What the task requires >>
Copy every line of the following data that includes the string "dirt".

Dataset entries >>
'''

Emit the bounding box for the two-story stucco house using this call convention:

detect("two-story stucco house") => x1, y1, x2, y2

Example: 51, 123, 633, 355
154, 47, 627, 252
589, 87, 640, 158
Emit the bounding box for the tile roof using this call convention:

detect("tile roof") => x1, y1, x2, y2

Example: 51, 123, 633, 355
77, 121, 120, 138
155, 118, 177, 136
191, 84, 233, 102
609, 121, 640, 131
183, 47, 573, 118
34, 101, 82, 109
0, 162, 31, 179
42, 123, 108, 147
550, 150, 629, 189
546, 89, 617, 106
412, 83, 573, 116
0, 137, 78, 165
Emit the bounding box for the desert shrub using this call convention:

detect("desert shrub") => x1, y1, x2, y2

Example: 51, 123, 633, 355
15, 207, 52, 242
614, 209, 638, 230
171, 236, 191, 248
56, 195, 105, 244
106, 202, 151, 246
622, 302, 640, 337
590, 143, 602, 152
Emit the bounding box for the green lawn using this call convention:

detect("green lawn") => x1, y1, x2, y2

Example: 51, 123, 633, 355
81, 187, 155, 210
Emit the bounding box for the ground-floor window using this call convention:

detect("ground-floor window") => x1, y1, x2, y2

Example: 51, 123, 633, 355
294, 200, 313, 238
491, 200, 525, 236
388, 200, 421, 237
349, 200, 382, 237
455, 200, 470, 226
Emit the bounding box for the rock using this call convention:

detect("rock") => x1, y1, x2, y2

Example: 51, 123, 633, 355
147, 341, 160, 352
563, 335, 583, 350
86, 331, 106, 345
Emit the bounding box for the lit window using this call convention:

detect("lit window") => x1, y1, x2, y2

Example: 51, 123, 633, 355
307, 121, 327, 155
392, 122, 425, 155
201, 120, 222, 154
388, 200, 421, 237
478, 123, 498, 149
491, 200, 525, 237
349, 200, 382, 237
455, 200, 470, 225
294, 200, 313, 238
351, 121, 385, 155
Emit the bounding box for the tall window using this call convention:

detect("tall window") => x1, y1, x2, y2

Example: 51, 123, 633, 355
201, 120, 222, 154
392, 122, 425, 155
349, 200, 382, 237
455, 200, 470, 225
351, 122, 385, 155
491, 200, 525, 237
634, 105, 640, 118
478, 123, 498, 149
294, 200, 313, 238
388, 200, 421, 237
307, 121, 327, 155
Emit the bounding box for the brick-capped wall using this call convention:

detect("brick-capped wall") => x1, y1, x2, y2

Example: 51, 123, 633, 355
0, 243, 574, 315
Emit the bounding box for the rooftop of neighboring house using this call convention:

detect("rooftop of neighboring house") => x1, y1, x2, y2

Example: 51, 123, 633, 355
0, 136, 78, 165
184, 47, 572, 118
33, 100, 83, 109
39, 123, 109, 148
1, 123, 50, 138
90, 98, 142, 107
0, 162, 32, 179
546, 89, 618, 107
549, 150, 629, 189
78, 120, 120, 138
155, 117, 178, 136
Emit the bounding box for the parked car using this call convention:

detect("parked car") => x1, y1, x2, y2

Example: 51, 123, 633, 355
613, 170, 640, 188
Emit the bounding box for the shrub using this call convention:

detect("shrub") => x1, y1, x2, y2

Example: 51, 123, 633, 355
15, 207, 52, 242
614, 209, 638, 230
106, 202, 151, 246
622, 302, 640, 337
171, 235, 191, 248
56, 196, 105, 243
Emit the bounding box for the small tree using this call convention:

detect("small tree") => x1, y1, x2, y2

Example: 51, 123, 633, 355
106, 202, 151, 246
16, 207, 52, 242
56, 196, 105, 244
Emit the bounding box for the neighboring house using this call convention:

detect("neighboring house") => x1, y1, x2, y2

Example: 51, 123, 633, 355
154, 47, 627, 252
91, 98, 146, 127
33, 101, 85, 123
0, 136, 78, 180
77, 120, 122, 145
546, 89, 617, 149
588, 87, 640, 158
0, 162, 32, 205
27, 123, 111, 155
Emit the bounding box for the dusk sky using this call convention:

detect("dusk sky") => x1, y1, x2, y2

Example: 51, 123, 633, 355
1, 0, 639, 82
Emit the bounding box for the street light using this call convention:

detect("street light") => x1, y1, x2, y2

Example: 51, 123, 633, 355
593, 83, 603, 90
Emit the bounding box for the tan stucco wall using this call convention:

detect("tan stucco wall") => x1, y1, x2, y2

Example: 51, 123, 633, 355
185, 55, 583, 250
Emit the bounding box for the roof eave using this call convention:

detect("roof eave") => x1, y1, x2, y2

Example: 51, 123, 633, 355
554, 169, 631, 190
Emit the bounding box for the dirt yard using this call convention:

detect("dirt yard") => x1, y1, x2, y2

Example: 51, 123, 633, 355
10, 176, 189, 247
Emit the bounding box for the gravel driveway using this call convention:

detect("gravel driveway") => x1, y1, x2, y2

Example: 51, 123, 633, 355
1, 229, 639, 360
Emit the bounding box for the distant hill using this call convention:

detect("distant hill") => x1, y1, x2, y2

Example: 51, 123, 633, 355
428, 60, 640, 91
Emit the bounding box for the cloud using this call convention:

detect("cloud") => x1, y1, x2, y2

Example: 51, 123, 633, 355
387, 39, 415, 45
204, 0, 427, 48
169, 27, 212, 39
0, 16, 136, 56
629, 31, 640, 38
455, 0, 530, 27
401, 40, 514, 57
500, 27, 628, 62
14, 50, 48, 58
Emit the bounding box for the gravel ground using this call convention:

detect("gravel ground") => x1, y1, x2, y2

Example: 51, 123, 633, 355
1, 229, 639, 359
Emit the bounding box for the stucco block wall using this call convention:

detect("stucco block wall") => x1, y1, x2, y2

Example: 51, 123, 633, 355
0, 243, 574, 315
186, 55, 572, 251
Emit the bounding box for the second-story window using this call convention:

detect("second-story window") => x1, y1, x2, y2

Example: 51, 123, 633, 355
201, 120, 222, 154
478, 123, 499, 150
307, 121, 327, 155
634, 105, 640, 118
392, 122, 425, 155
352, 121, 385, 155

'''

Written response >>
Emit the bounding box for the dirt yard using this call convention:
detect("dirt yard") => x1, y1, x2, y2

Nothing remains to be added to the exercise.